# WRITTEN EXERCISE 1
From the mixtape review below, print the passage between "I kept waiting" and "almost never free.", inclusive.

# SOURCE PASSAGE

Make You Feel isn’t just romantic R&B—it's Dylan Sinclair turning desire into a receipt, a rulebook, and a vow he half-believes.

Cover art for Dylan Sinclair’s Make You Feel mixtape

Let’s not pretend this mixtape is “just vibes”

The first thing Make You Feel does is make a promise so extreme it sounds like a dare: he’ll “spray” for a girl. Not metaphorically in the cute way either—more like he’s trying to convince you protection and possession are the same emotion. And the mixtape keeps returning to that idea until it starts to feel like the point: Dylan Sinclair keeps dressing love up as ownership, then acting surprised when it fits.

I kept waiting for the tape to soften into simple longing—plain wanting, no strings—but that’s not the lane it prefers. This project is built with producer Jordon Manswell like a showroom: money on the table, rules on the wall, camera in the corner. The affection is real, sure, but it’s almost never free.

Arguably, the mixtape’s real kink isn’t sex—it’s control.

The “slay” promise: protection, jealousy, and shallow flex all sharing a bed

Here’s what’s wild: when Dylan makes that vow to handle any man who looks at his lover the wrong way, it’s presented like devotion. But he matches that devotion with the same logic he uses for everything else—cash ready, club instructions issued, the bedroom staged like content. The desire rarely reads as curiosity about her; it reads like a claim staked in public.

And I’m not even saying he’s hiding it. The tape practically waves a flag that says: if I can provide, then I can love.

That’s a convenient equation—also a little bleak.

“Rich Luv” turns love into a spreadsheet (and that’s not an accident)

“Rich Luv” doesn’t ease you in. It leads with money like it’s the opening chord. He’s talking about stacking it until he dies, multiplying his counts by the women in his sightline, throwing out numbers like the romance is happening inside a bank app.

Then when the focus shifts to the woman he’s supposedly centered on, the main offering isn’t tenderness—it’s provision: “All you need to know is I want to provide.” And the song treats that as the same thing as love itself, like emotional depth is just financial capacity with better lighting.

Chase Shakur slides in and the whole exchange teeters near a namedrop that’s obviously meant to sound slick and filthy in the same breath. It works in the moment, but it also tells on the song: this isn’t intimacy, it’s performance of intimacy.

A reasonable listener could argue it’s just standard flex talk. I don’t buy that. The tape keeps repeating the same logic too consistently for it to be accidental.

“Spray” doubles down: care becomes a wire transfer and a threat

That “provision equals love” equation shows up again on “Spray,” and this is where it gets more complicated—and honestly, more effective. Obligations pull him away, but he tries to keep the relationship intact by promising financial support from a distance. He’ll “keep her street” even when he’s not there. Care turns into an electronic transfer: money as emotional language.

# EXTRACTED ENTRIES
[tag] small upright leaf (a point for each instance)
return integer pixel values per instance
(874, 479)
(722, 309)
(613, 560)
* * *
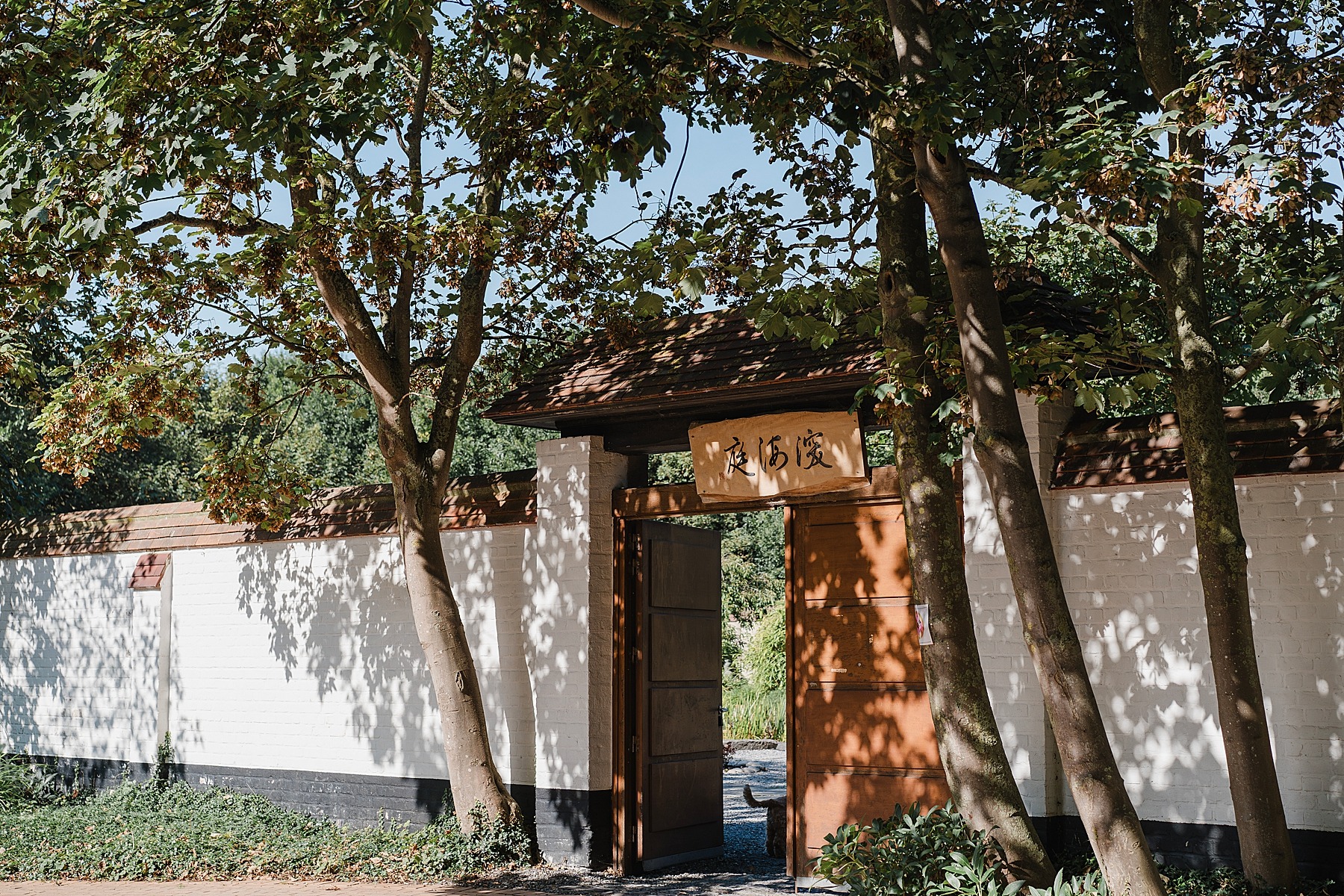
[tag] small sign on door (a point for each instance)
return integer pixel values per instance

# WRITTEN EXERCISE 2
Locate every line in the entries above that contains the string "point" and copy each one.

# CORRECT OUTPUT 1
I kept waiting for the tape to soften into simple longing—plain wanting, no strings—but that’s not the lane it prefers. This project is built with producer Jordon Manswell like a showroom: money on the table, rules on the wall, camera in the corner. The affection is real, sure, but it’s almost never free.

# CORRECT OUTPUT 2
[tag] small upright leaf (a point for each instance)
[tag] small sign on door (a point for each instance)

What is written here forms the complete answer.